Textauszug:

Der alte jüdische Friedhof am Zentralfriedhof ist eine wildromantische Oase. Ein mystischer Ort, der zu einem ausgiebigen Spaziergang einlädt. Doch vorher steht noch ein Besuch der Ehrengräber und der Luegerkirche am Programm.  

Der Wiener Zentralfriedhof, Ort der Besinnung und Sentimalität

Ehrengräber am Zentralfriedhof

Wenn ma da so drunt liegt, freut ma sich, wann’s Grablaternderl leucht

Es lebe der Zentralfriedhof, Wolfgang Ambros

Der Zentralfriedhof von Wien – ein Ort, an dem die morbide Faszination und die Sentimentalität der Wiener spürbar werden. Hier vereinen sich die Ehrengräber berühmter Persönlichkeiten mit der stillen Romantik des alten jüdischen Friedhofs, der als wildromantische Oase mit verwitterten Grabsteinen und herbstlich goldenem Laub einen einzigartigen Zauber entfaltet.

Ehrengräber am Zentralfriedhof

Am Beginn dieses Spaziergangs durch die »Totenstadt« steht der Besuch der Ehrengräber und der prachtvollen Luegerkirche, einem Jugendstil-Juwel von Max Hegele. Der zweitgrößte Friedhof der Welt, von André Heller als »Aphrodisiakum für Nekrophile« bezeichnet, ist der letzte Ruheort unzähliger Berühmtheiten:

Ehrengräber am Zentralfriedhof

In Wien musst’ erst sterben, bevor sie dich hochleben lassen. Aber dann lebst’ lang!

Helmut Qualtinger

Musiker wie Beethoven, Johann Strauß, Falco oder Udo Jürgens; Schriftsteller wie Franz Werfel und Arthur Schnitzler; Künstler, wie Manfred Deix oder Franz West; Schauspieler wie Paul Hörbiger, Hans Moser und Christiane Hörbiger, sowie viele weitere Persönlichkeiten, deren Ruhm auch im Tod weiterlebt. Kein anderer Ort als der Zentralfriedhof bringt einen den Größen der österreichischen Geschichte und Kultur so nahe.

Aufgaben:
1. Erläutere anhand des Textes über den Zentralfriedhof, warum kein anderer Ort einen den Größen der österreichischen Geschichte und Kultur so nahebringt.
2. Tippe aus dem Text über den Zentralfriedhof eine Passage wortgetreu ab. Beginne bei den Worten "Der Zentralfriedhof von" und höre nach "dann lebst’ lang!" auf.
3. Wer schuf laut dem Text über den Zentralfriedhof die Luegerkirche?
Die Datensätze stammen aus einer anderen Quelle.

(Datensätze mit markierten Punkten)
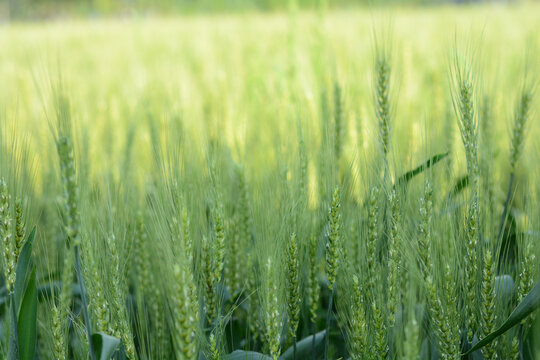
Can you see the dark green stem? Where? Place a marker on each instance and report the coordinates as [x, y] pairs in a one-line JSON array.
[[84, 303], [328, 320], [314, 329], [294, 348]]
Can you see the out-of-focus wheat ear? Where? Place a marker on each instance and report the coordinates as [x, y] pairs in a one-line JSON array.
[[338, 121], [383, 109], [521, 117]]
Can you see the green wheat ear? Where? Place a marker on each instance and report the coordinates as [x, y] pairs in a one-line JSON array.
[[333, 246], [293, 286]]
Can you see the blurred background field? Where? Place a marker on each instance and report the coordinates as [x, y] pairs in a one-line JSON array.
[[281, 105], [46, 9], [251, 77]]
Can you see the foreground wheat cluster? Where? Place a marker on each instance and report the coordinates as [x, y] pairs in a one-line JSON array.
[[283, 211]]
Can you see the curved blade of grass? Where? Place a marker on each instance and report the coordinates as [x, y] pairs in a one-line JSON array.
[[13, 346], [23, 264], [405, 178], [27, 324], [246, 355], [530, 303], [104, 345], [304, 347]]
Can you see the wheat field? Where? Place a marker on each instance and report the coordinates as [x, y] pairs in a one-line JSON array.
[[332, 184]]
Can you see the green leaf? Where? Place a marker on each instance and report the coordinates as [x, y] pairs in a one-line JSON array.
[[104, 345], [27, 324], [23, 264], [246, 355], [304, 347], [530, 303], [13, 346], [405, 178]]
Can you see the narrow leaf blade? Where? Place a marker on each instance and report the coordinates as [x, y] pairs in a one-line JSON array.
[[13, 346], [27, 324], [530, 303], [405, 178], [21, 270], [104, 345]]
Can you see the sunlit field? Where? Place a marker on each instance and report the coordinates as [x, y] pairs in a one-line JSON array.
[[334, 184]]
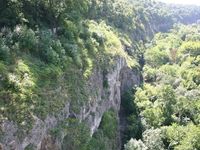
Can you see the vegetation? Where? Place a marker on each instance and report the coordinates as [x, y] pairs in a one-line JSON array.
[[168, 101], [50, 48]]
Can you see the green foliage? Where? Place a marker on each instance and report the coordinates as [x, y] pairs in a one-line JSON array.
[[183, 137], [133, 144], [77, 136], [168, 102]]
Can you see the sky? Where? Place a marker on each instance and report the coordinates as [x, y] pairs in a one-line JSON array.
[[194, 2]]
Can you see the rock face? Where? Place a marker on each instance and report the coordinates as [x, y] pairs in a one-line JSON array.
[[118, 79]]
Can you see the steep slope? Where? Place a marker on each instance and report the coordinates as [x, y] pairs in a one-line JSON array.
[[64, 66]]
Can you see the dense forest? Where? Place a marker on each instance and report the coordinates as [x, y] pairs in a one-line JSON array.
[[50, 51]]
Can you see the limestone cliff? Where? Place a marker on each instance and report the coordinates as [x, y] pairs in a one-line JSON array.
[[119, 79]]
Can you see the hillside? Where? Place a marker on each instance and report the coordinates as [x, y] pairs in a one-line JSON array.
[[90, 74]]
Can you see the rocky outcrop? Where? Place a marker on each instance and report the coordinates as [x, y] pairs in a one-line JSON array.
[[119, 79]]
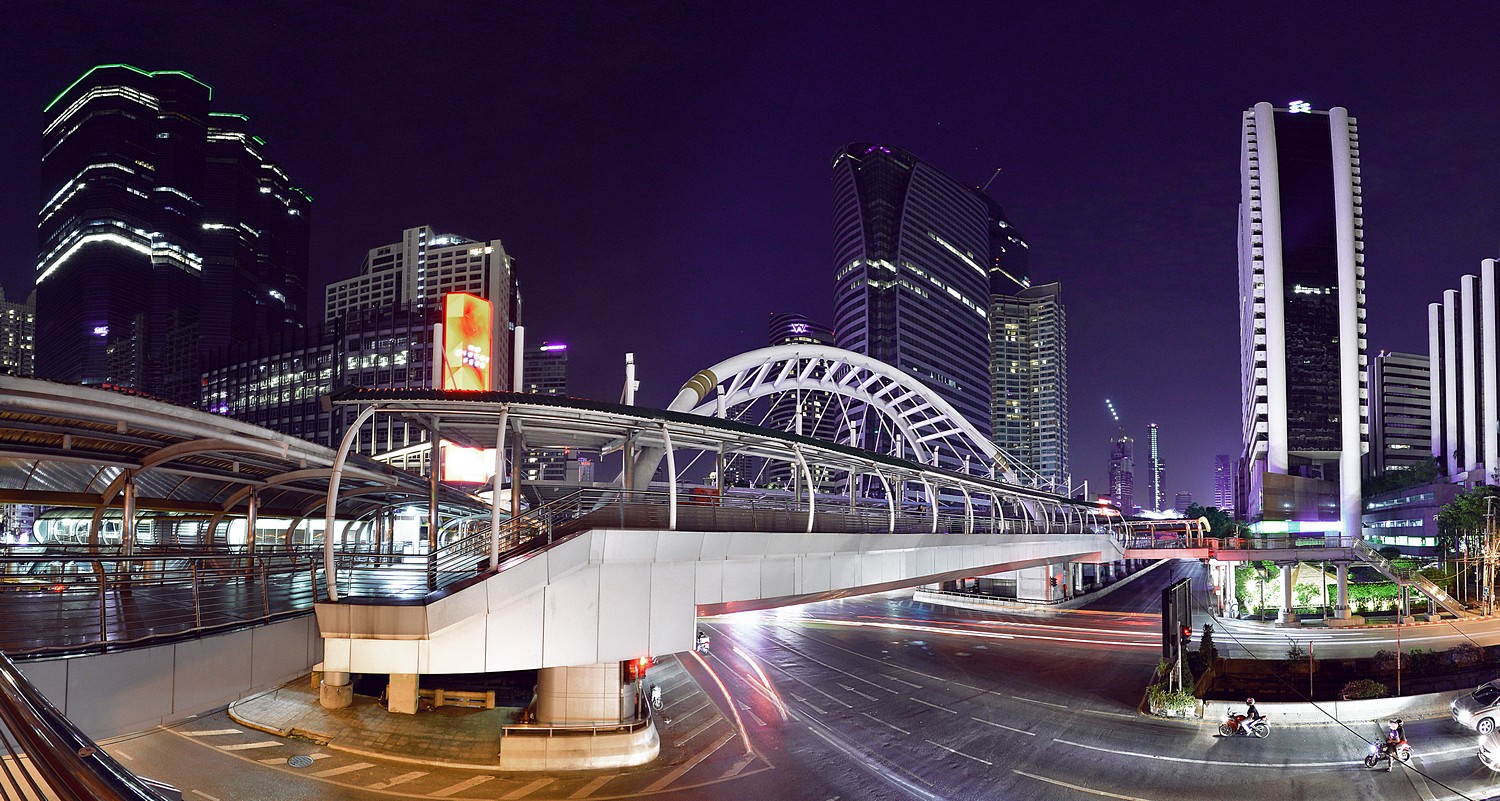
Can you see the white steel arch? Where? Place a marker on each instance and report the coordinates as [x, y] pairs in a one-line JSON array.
[[924, 422]]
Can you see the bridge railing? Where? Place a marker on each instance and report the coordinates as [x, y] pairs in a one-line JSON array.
[[62, 603]]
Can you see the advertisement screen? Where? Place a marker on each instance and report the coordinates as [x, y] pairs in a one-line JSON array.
[[467, 465], [465, 342]]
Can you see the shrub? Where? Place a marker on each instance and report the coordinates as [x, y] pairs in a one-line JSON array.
[[1364, 689]]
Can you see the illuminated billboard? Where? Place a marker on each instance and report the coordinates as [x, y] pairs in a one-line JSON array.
[[467, 465], [467, 342]]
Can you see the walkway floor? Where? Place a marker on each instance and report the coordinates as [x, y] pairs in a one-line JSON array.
[[449, 735]]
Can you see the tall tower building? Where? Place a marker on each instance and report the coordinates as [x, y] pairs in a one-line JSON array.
[[1029, 380], [1400, 411], [162, 231], [1224, 482], [18, 336], [1158, 470], [912, 261], [1302, 317], [1122, 471]]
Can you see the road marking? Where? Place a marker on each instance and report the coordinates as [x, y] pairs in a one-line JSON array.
[[1034, 701], [857, 692], [933, 705], [344, 770], [960, 753], [1346, 762], [677, 773], [884, 723], [248, 746], [479, 780], [401, 779], [1002, 726], [588, 789], [1077, 788], [695, 732]]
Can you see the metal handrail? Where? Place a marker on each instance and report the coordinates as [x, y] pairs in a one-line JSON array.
[[44, 747]]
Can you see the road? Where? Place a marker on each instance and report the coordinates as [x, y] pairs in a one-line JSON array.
[[885, 698]]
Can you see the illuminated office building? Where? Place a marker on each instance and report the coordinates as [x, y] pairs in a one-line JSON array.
[[164, 233], [1302, 318], [911, 269]]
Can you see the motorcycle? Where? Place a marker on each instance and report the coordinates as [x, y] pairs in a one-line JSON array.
[[1389, 750], [1232, 726]]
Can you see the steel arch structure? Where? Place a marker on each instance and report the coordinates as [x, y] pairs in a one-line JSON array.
[[921, 425]]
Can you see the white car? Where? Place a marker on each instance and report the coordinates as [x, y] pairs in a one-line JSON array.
[[1481, 708]]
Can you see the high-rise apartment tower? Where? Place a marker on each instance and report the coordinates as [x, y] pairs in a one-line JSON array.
[[1302, 317]]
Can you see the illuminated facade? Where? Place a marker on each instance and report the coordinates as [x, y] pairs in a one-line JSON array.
[[1400, 411], [164, 233], [1302, 317], [18, 336], [912, 272], [1029, 380]]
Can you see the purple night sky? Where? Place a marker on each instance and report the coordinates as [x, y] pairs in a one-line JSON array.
[[660, 171]]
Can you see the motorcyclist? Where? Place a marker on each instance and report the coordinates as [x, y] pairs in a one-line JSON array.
[[1251, 714]]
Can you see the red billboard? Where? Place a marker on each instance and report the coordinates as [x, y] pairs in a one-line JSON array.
[[467, 342]]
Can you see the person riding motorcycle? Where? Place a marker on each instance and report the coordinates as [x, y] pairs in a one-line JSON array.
[[1251, 714]]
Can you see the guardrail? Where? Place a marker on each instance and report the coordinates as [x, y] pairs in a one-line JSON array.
[[42, 755]]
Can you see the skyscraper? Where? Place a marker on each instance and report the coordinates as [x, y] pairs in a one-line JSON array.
[[153, 210], [911, 252], [1122, 471], [1302, 317], [1029, 380], [1224, 482], [1158, 470], [1400, 411]]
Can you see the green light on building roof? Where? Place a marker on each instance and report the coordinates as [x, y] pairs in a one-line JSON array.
[[81, 78]]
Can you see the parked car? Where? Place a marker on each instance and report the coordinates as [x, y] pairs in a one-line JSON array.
[[1481, 708]]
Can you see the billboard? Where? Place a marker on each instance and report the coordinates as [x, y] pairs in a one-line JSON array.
[[467, 321]]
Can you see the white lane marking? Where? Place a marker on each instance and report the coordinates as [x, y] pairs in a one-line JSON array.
[[401, 779], [1002, 726], [344, 770], [933, 705], [1077, 788], [884, 723], [1346, 762], [248, 746], [588, 789], [677, 773], [960, 753], [1034, 701], [477, 780]]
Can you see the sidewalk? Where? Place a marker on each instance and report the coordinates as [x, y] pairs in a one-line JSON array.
[[449, 737]]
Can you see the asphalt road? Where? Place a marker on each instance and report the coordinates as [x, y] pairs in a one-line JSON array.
[[885, 698]]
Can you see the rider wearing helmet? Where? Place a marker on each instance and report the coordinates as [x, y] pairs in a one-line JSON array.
[[1251, 714]]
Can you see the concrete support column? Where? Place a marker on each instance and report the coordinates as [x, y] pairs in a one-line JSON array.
[[335, 692], [1341, 605], [582, 695], [1286, 617], [401, 693]]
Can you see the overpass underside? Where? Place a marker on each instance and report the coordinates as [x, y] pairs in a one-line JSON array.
[[618, 594]]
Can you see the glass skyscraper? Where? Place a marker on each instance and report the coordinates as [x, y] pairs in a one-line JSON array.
[[1302, 317], [164, 234], [912, 275]]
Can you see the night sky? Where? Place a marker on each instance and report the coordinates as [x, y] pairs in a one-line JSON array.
[[660, 171]]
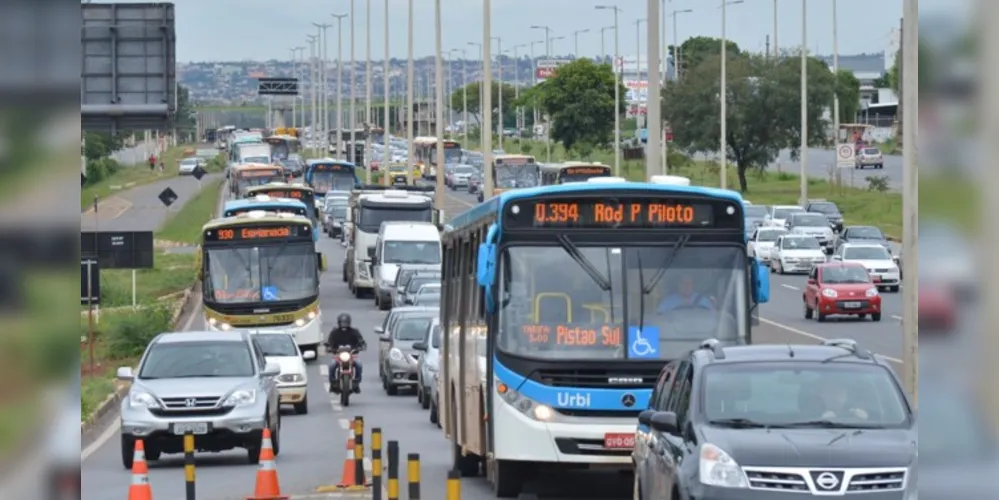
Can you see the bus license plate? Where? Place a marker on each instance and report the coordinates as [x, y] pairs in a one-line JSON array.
[[196, 428], [619, 440]]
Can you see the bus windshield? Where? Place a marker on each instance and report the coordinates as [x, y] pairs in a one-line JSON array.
[[516, 176], [239, 275], [324, 182], [651, 302]]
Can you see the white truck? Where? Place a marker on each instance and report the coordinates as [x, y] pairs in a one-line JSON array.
[[367, 209], [413, 244]]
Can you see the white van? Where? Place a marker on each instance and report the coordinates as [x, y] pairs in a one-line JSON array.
[[402, 243]]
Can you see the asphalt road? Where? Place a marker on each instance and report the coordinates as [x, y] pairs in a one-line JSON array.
[[139, 208], [313, 445]]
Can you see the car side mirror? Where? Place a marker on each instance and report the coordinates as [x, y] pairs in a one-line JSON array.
[[645, 418], [664, 421], [125, 373]]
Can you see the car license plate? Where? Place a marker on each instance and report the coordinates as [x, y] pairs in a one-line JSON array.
[[198, 428], [619, 440]]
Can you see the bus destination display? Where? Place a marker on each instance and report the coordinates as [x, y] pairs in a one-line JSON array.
[[247, 233], [603, 213]]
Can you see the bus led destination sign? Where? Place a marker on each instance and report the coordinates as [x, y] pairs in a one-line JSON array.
[[638, 213]]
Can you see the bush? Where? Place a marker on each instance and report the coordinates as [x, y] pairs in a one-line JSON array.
[[132, 332]]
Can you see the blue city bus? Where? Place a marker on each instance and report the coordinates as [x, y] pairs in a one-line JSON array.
[[326, 174], [296, 191], [561, 305]]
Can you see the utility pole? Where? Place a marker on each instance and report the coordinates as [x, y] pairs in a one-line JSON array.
[[368, 119], [386, 112], [909, 73]]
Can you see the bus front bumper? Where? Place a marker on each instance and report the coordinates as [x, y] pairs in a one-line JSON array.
[[576, 440]]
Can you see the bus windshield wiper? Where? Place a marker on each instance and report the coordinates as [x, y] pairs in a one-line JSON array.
[[680, 243], [583, 262]]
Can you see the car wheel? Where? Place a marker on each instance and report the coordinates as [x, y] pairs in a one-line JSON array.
[[127, 451], [302, 407]]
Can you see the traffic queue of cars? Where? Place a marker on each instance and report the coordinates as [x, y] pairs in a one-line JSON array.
[[846, 267]]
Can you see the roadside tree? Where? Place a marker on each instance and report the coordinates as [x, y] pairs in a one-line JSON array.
[[764, 113]]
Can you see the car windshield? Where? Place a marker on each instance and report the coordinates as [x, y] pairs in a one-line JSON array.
[[784, 213], [866, 253], [845, 274], [552, 307], [800, 243], [412, 252], [428, 299], [197, 359], [416, 283], [411, 329], [280, 345], [769, 234], [825, 208], [267, 273], [803, 394], [809, 220], [865, 233]]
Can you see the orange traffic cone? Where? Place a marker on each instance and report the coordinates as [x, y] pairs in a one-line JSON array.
[[140, 490], [267, 484], [348, 478]]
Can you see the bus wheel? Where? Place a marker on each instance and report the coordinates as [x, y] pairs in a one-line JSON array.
[[507, 478]]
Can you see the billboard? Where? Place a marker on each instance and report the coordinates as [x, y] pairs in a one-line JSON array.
[[546, 68]]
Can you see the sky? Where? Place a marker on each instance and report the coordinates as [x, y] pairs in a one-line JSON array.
[[231, 30]]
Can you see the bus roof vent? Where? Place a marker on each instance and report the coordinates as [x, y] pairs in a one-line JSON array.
[[674, 180]]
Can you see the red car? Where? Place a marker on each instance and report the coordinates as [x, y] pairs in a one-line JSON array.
[[841, 288]]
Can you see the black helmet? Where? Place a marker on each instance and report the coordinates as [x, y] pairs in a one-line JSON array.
[[343, 320]]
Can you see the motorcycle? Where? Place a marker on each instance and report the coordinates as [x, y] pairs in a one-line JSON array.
[[343, 376]]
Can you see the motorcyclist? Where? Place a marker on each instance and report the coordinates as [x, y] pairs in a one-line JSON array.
[[345, 335]]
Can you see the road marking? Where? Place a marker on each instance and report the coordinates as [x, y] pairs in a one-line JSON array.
[[816, 337]]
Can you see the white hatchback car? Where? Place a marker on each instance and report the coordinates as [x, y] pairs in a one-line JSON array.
[[292, 383], [796, 253], [876, 259]]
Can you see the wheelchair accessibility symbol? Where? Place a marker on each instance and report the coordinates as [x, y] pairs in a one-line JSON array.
[[643, 343]]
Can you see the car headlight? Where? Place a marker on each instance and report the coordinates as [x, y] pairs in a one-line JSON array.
[[537, 411], [395, 354], [717, 468], [241, 398], [139, 399]]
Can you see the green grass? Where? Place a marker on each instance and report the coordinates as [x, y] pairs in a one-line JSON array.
[[184, 226], [137, 174]]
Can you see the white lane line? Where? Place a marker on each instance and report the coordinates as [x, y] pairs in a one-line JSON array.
[[816, 337]]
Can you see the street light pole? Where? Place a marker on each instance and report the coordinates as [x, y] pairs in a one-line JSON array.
[[804, 104], [499, 90], [410, 77], [339, 86], [386, 111], [439, 108], [575, 41]]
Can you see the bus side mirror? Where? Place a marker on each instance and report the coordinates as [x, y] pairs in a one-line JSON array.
[[761, 282]]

Lösungen:
1. Der Zentralfriedhof ist der letzte Ruheort unzähliger Berühmtheiten. Dort liegen unter anderem Musiker wie Beethoven und Falco, Schriftsteller wie Arthur Schnitzler, Künstler wie Manfred Deix und Schauspieler wie Hans Moser, deren Ruhm auch im Tod weiterlebt.

2.
Der Zentralfriedhof von Wien – ein Ort, an dem die morbide Faszination und die Sentimentalität der Wiener spürbar werden. Hier vereinen sich die Ehrengräber berühmter Persönlichkeiten mit der stillen Romantik des alten jüdischen Friedhofs, der als wildromantische Oase mit verwitterten Grabsteinen und herbstlich goldenem Laub einen einzigartigen Zauber entfaltet.

Ehrengräber am Zentralfriedhof

Am Beginn dieses Spaziergangs durch die »Totenstadt« steht der Besuch der Ehrengräber und der prachtvollen Luegerkirche, einem Jugendstil-Juwel von Max Hegele. Der zweitgrößte Friedhof der Welt, von André Heller als »Aphrodisiakum für Nekrophile« bezeichnet, ist der letzte Ruheort unzähliger Berühmtheiten:

Ehrengräber am Zentralfriedhof

In Wien musst’ erst sterben, bevor sie dich hochleben lassen. Aber dann lebst’ lang!

3. Max Hegele.